> [Action item]: Set down the records that follow exactly, every line of them.
-- Record excerpts follows --
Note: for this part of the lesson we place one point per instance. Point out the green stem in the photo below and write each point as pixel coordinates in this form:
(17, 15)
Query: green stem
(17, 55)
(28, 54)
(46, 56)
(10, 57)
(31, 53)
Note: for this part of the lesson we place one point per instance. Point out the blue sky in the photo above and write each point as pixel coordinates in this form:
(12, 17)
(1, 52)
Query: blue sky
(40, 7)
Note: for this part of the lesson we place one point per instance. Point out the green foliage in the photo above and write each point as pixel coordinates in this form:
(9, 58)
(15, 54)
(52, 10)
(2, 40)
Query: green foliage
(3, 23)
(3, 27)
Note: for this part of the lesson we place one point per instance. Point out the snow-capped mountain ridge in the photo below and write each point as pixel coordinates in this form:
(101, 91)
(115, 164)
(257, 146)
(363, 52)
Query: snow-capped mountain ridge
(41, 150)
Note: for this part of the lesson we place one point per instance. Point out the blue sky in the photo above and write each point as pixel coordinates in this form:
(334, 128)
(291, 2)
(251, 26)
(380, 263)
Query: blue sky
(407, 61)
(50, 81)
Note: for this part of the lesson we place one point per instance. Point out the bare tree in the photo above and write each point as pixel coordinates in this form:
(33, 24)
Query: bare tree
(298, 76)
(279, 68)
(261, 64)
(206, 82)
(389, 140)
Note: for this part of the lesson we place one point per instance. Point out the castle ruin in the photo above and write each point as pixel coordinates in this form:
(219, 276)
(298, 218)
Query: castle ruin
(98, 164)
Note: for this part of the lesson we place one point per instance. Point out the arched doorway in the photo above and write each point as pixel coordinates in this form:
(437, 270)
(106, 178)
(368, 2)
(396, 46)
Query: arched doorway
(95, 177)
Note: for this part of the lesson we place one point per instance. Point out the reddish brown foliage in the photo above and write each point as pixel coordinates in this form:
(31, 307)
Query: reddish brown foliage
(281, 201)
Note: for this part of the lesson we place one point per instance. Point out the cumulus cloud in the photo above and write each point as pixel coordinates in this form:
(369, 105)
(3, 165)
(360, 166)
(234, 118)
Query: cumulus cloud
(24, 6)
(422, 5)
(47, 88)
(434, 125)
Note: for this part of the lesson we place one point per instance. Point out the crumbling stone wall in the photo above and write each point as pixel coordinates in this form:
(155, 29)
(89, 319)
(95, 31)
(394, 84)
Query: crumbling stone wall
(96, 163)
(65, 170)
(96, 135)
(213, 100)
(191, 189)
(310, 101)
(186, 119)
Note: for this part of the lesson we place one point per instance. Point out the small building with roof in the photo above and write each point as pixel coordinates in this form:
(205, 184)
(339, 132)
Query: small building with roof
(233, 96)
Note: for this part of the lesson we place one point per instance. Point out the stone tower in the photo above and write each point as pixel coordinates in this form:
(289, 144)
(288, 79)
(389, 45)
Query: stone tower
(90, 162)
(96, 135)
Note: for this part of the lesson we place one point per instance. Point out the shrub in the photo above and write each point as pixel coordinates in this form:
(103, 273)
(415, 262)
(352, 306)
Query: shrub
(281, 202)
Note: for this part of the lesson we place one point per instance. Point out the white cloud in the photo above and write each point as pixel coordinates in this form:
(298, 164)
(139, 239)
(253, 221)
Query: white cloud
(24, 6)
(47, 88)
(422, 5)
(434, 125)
-- Record excerpts concluded --
> [Reply]:
Note: for this part of the lesson we place one point per instance. Point out the green stem in the photo below and write each point as pixel coordinates in this form:
(17, 15)
Query: green stem
(17, 55)
(28, 54)
(46, 56)
(10, 57)
(31, 53)
Note: for this part of the lesson we place one point per instance. Point out the blue sky in the photo above and write each point as pixel coordinates in this form:
(12, 17)
(1, 52)
Query: blue sky
(40, 7)
Note: for this part of the lesson we place one point per instance. Point out the green foliage in the photo above and write each point as pixel coordinates in this form:
(9, 58)
(15, 54)
(52, 10)
(2, 40)
Query: green foliage
(3, 23)
(3, 27)
Note: for this part of the lesson we place one point per instance. Point out the snow-capped mountain ridge in the photo below and write each point as pixel coordinates in this form:
(101, 91)
(115, 164)
(257, 146)
(363, 52)
Query: snow-capped mountain ridge
(41, 150)
Note: for this part of the lesson we place one point per instance. Point out the blue sky in the photo above and write each point as pixel coordinates in this form:
(334, 128)
(291, 2)
(251, 26)
(380, 263)
Query: blue sky
(407, 61)
(50, 81)
Note: for this part of the lesson we place one point per instance. Point out the bare tree in the photo above and write each point as pixel coordinates in this form:
(33, 24)
Query: bare tree
(298, 76)
(279, 68)
(261, 64)
(206, 82)
(389, 140)
Note: for this part of the lesson we place one point per instance. Point out the castle ruin in the photo above and write each point as pixel coordinates in this form:
(219, 276)
(298, 218)
Query: castle ruin
(98, 164)
Note: for this part of the lesson we place one point per instance. Point out the arched doorway in the photo above and write each point as pixel coordinates in this form:
(437, 270)
(106, 178)
(368, 2)
(396, 46)
Query: arched doorway
(95, 177)
Note: for this part of the lesson we place one point per instance. Point out the reddish brown foliage in the photo above and write each point as pixel coordinates in this form:
(31, 307)
Query: reddish brown foliage
(281, 201)
Note: for this part of the lesson we place one point per instance. Point out the cumulus cloud in the photo above and write each point as pixel coordinates in this form:
(369, 105)
(3, 165)
(360, 166)
(234, 118)
Query: cumulus cloud
(24, 6)
(422, 5)
(47, 88)
(434, 125)
Note: for this part of the lesson we place one point per instance. Point out the crumbling stone wall in the photo above and write each point as pixel coordinates in this form:
(155, 29)
(89, 319)
(95, 31)
(394, 84)
Query: crumbling stone wall
(96, 163)
(65, 170)
(96, 135)
(213, 100)
(191, 189)
(310, 101)
(186, 119)
Note: for this part of the lesson we place one point per instance. Point out the small building with roof in the photo above and write each point as pixel coordinates in this form:
(205, 184)
(339, 132)
Query: small building with roof
(233, 96)
Note: for this part of the lesson we place one point per instance. Point out the stone tower in the photo above and write each point as pixel coordinates in this form:
(289, 144)
(288, 79)
(389, 45)
Query: stone tower
(90, 162)
(96, 135)
Note: for this part of the lesson we place one point per instance. Point out the shrub in the photo above and write each point as pixel coordinates in this form:
(103, 273)
(415, 262)
(352, 306)
Query: shrub
(281, 202)
Note: for this part of the lesson we place one point per instance. Point out the white cloud in the photo above and write each point as pixel coordinates in this form:
(298, 164)
(139, 239)
(253, 221)
Query: white cloud
(24, 6)
(47, 88)
(422, 5)
(434, 125)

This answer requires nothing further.